Bob Downe: Smokin'

Note: This review is from 2012

Review by Steve Bennett

If you go to Bob Downe’s show, I hope you like clapping.

Not because you’ll be making spontaneous demonstrations of appreciation, but because every second sentence from this needy, needy performer is soliciting an undeserved ovation.

By the end of the night, we’ve been urged to give a big hand to at least half the audience, all the venue staff, Australian chocolate bars, and various abstract concepts, each half a dozen times. The volunteer who helped him remove his Olympic-themed tracksuit top gets three rounds of applause for that challenging task alone.

Add to that the desperate pleas for affirmation (‘what do you think of the outfit?’) the countless times he raises his intonation or spread-eagles his arms in search of more applause, the exhortations for us to clap along with songs and the reflex response to smack hands together whenever music stops – and you end up with a heck of a lot of applause, every beat of which was asked for.

• DATA EXTRACT:
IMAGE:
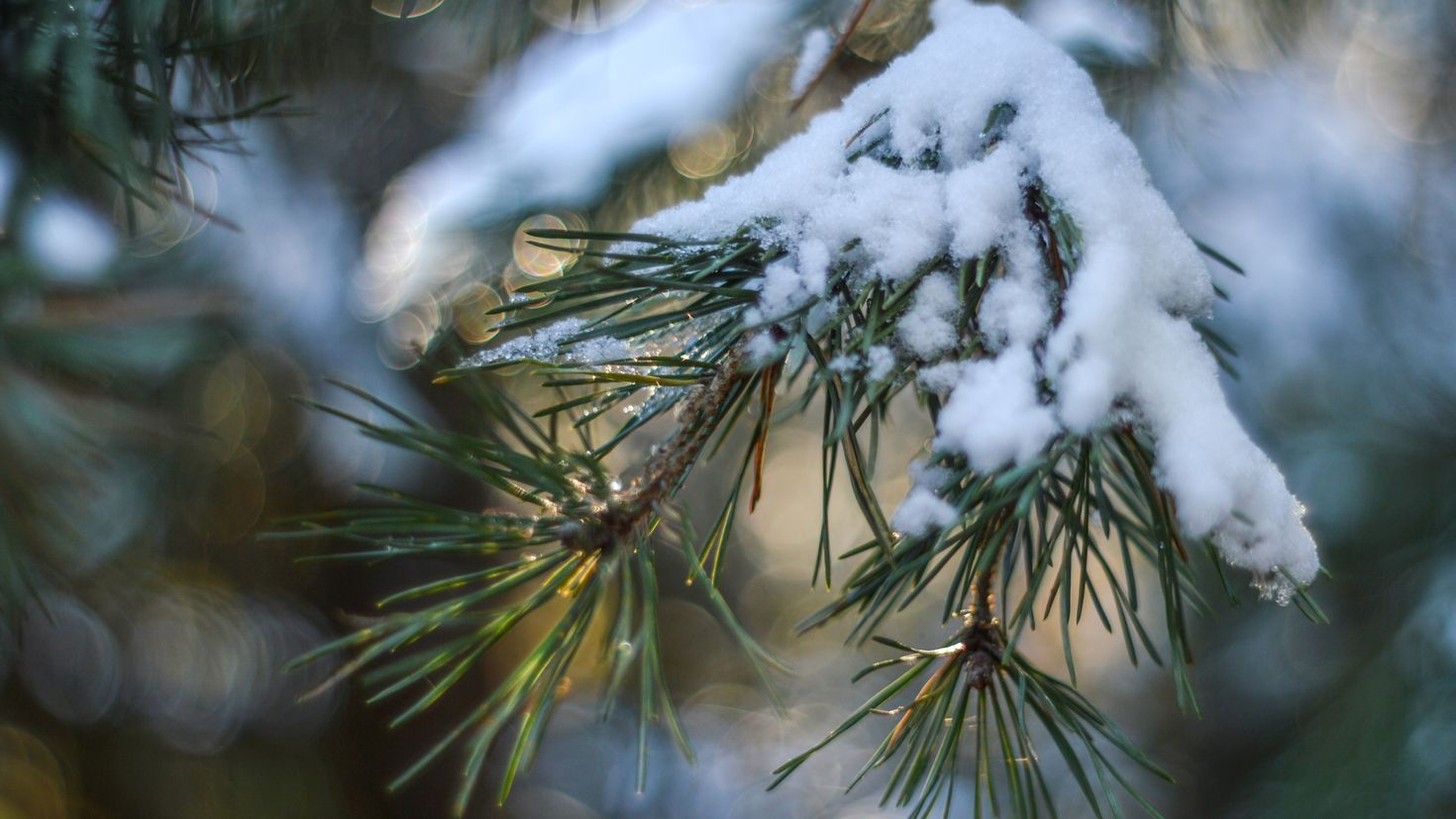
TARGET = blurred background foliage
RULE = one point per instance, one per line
(207, 207)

• TASKS TO COMPLETE:
**A)** From the Bob Downe review, reproduce the part that opens with the words containing "Not because you’ll" and closes with "an undeserved ovation.".
**B)** Resume the review of Bob Downe's show from the point where it ends.
The lines have no role in this work.

• TASK RESULTS:
**A)**
Not because you’ll be making spontaneous demonstrations of appreciation, but because every second sentence from this needy, needy performer is soliciting an undeserved ovation.

**B)**
Heaven forbid he actually writes any material, when, like the world’s laziest compere, he can get a reaction just by requesting it.

He makes a few attempts at gags, most of which fall on such deaf ears, prompting him to berates us, part tongue-in-cheek, for not laughing enough. Then he spots something or someone and makes us applaud it again. But the jokes are either old or obtuse. For example, he strings along the suggestion he had an operation for – watch out, hilarity ahead – penis REDUCTION!!!!

Elsewhere, he expects laughs for the most obscure references. After smugly referencing ‘Andre Rieu in a Post Office’ the pause he leaves for a laugh is greeted with the shout: ‘Who’s Andre Rieu?’ He doesn’t explain.

With a single-handed cheese operation that puts Dairylea to shame, Australian Mark Trevorrow been peddling this act for nearly 30 years now, which is testament to just how far a little camp, self-deprecating charm goes.

Sure, there’s a guilty pleasure in seeing him, flouncing around in velour three-piece and floral cravat, karaoke his way through some Sixties lounge classics with insincere rictus grin and delivery so causal the words become a meaningless slur of consonants – but it’s a one-joke character. After one song he can only repeat it until fade.

Ask yourself this: Would you go and see Vic Reeves’s ‘pub singer’ persona in concert? If not, Downe’s unimaginative banter might be best shunned, too.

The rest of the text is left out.